- PASSAGE PROVIDED
BACKGROUND OF THE INVENTION

1. Field of the Invention

This invention relates to resilient spacers for fuel elements of nuclear reactors. Specifically, and not by way of limitation, the present invention relates to a resilient or elastic spacer for nuclear rods.

2. Description of the Related Art

Ever since nuclear fuels have been used, a characteristic and distinctive element has been the different separators or spacers that are used to hold the fuel elements or rods in the appropriate position to keep the nuclear chain reaction within the reactor, to allow cooling of the fuel rods and to maintain the geometry of the fuel elements within normal and accidental operating conditions, even after nuclear use has ended.

The fuel elements are composed of a certain amount of fuel rods, whose structure varies according to different considerations, mainly thermo-hydraulic considerations. The most common examples of geometrical shapes for the rods are circular, square and hexagonal sections.

The complexity of the manufacturing of resilient separating or spacing plates and its components hinders the making of intricate parts, which requires the development of a large amount of molds for the confection of the parts, depending on the established fabrication route.

Apart from the difficulty of the weldings to be performed for circular geometries of the fuel elements, there is the additional complexity of placing longitudinal elastic springs. Although the square and hexagonal geometries facilitate the placing of the longitudinal springs, a large amount of parts must be fabricated and the weldings on each connection point of the plates on both sides of the spacer are still necessary.

- COLLECTED DATA
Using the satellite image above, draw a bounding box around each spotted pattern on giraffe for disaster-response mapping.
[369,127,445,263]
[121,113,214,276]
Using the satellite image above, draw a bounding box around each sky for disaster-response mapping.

- WORK TO DO
1. Retype everything in the passage on nuclear fuel spacers from "Apart from the" down to "are still necessary.".
2. Using the passage on nuclear fuel spacers, decide whether each statement agrees with it. Answer yes or no, and quote the deciding words. (a) Circular, square and hexagonal sections are the most common rod shapes. (b) With square and hexagonal geometries, no weldings are needed at the connection points of the plates. (c) The structure of the fuel rods varies mainly according to thermo-hydraulic considerations.
The lines play no part in this.

- SET OF ANSWERS
1.
Apart from the difficulty of the weldings to be performed for circular geometries of the fuel elements, there is the additional complexity of placing longitudinal elastic springs. Although the square and hexagonal geometries facilitate the placing of the longitudinal springs, a large amount of parts must be fabricated and the weldings on each connection point of the plates on both sides of the spacer are still necessary.

2.
(a) Yes: "The most common examples of geometrical shapes for the rods are circular, square and hexagonal sections."
(b) No: "the weldings on each connection point of the plates on both sides of the spacer are still necessary."
(c) Yes: "whose structure varies according to different considerations, mainly thermo-hydraulic considerations."